Liraglutide, 7,8-DHF and their co-treatment prevents loss of vision and cognitive decline in a Wolfram syndrome rat model.
Sci Rep · 2021
Last updated 2026-05-28In a study of Wolfram syndrome rats, daily treatment with the GLP-1 drug liraglutide, the BDNF-mimicking compound 7,8-DHF, or both together from age 9 to 12.5 months prevented enlargement of brain ventricles, improved learning in a water maze test, reduced brain inflammation, slowed optic nerve damage, and improved vision compared with untreated rats.
AI summary of the abstract below.

_Problem 1_
Answer these from the study summary:
(a) In which journal and year did the study appear?
(b) Over what age range were the rats treated?
(c) What test was used to measure learning?
_Problem 2_
Reproduce part of the study summary word for word: begin at the words "Liraglutide, 7,8-DHF and" and stop after "with untreated rats.".
The lines after this point are separate material from the study summary.

_Given records_
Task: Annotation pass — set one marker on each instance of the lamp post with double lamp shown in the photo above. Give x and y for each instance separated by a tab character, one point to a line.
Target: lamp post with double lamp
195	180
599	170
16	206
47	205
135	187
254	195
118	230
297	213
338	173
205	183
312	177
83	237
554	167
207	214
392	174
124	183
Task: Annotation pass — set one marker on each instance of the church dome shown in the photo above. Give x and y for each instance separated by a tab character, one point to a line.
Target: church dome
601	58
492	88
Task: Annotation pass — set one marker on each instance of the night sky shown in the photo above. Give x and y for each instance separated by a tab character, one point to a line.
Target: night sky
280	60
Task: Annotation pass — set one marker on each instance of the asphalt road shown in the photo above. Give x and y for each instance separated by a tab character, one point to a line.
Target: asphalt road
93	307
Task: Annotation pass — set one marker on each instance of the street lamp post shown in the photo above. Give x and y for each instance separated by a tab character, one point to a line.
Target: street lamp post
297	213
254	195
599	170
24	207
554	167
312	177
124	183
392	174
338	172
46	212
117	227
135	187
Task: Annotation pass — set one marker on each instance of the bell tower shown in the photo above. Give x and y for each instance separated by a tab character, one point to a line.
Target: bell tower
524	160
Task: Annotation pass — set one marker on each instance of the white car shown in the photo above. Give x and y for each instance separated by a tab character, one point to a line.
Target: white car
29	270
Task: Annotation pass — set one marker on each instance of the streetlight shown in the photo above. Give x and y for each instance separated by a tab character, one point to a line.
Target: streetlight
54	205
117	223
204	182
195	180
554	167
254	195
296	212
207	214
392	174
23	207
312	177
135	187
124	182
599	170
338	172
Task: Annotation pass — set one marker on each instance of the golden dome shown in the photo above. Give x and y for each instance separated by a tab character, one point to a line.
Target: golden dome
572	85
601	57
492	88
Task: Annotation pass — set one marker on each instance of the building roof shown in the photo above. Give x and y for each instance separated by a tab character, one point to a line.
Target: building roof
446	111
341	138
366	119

_Response area 1_
(a) Sci Rep, 2021
(b) From age 9 to 12.5 months
(c) A water maze test

_Response area 2_
Liraglutide, 7,8-DHF and their co-treatment prevents loss of vision and cognitive decline in a Wolfram syndrome rat model.
Sci Rep · 2021
Last updated 2026-05-28In a study of Wolfram syndrome rats, daily treatment with the GLP-1 drug liraglutide, the BDNF-mimicking compound 7,8-DHF, or both together from age 9 to 12.5 months prevented enlargement of brain ventricles, improved learning in a water maze test, reduced brain inflammation, slowed optic nerve damage, and improved vision compared with untreated rats.